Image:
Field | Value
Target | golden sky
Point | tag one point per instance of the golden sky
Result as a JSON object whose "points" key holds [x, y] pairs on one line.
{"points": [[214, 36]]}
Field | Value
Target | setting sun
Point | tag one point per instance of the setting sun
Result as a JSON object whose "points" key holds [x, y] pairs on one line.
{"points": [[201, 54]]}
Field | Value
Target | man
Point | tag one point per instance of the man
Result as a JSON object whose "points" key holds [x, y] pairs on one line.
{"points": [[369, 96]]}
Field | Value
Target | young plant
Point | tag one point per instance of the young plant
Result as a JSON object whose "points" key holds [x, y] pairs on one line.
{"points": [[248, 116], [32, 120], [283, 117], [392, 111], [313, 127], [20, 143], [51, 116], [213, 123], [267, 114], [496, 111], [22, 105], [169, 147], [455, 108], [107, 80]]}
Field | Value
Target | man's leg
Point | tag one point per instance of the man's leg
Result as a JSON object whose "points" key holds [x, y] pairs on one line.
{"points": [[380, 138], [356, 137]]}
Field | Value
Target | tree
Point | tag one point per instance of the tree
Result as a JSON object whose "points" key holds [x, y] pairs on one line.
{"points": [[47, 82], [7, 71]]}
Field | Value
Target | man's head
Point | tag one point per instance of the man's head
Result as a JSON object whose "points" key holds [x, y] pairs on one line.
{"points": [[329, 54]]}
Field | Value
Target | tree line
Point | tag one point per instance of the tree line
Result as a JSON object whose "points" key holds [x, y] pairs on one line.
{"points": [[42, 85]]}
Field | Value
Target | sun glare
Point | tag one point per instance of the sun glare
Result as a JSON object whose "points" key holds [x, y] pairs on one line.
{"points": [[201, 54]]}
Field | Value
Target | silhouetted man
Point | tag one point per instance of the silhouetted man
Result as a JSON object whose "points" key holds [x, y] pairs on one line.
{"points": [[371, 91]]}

**AIM OF THE EXERCISE**:
An exact copy of every record above is what's needed here.

**YOUR RESPONSE**:
Image:
Field | Value
Target | golden sky
Point | tag one point per instance of the golden sky
Result as a JSON object whose "points" key holds [x, y] pairs on one line.
{"points": [[214, 36]]}
Field | Value
Target | setting sun
Point | tag one point per instance of the setting sun
Result as a JSON object whose "points" key holds [x, y] pairs on one line.
{"points": [[201, 54]]}
Field | Value
Target | man
Point | tag one point per instance of the man
Result as a JSON object whose "points" key holds [x, y] pairs on one line.
{"points": [[369, 96]]}
Field | Value
Target | young plant
Point | tag one point per instance of the young plant
Result as a JSON object whose "points" key holds [x, y] pairs on one line.
{"points": [[248, 116], [32, 120], [283, 117], [392, 111], [313, 127], [20, 143], [51, 116], [213, 123], [267, 114], [496, 111], [22, 105], [169, 147], [455, 108], [107, 80]]}
Field | Value
Target | man's leg
Point | tag one point per instance of the man's leg
Result as a JSON object whose "points" key holds [x, y] pairs on one line.
{"points": [[380, 138], [356, 137]]}
Field | Value
Target | tree
Point | tag one point per instance of the tree
Result as a JSON object whose "points" key holds [x, y] pairs on one line.
{"points": [[47, 82], [7, 71]]}
Field | Value
Target | man's head
Point | tag one point per instance of the man's head
Result as a JSON object whose "points" key holds [x, y] pairs on one line.
{"points": [[329, 54]]}
Field | Value
Target | tree line
Point | tag one point per instance of the tree line
Result as a JSON object whose "points" key holds [x, y] pairs on one line.
{"points": [[42, 85]]}
Field | Value
Target | sun glare
Point | tag one point per instance of the sun glare
Result as a JSON object whose "points" key holds [x, y] pairs on one line.
{"points": [[201, 54]]}
Field | Value
Target | silhouetted man
Point | tag one point per instance of the silhouetted man
Result as a JSON object whose "points" key holds [x, y] pairs on one line.
{"points": [[371, 91]]}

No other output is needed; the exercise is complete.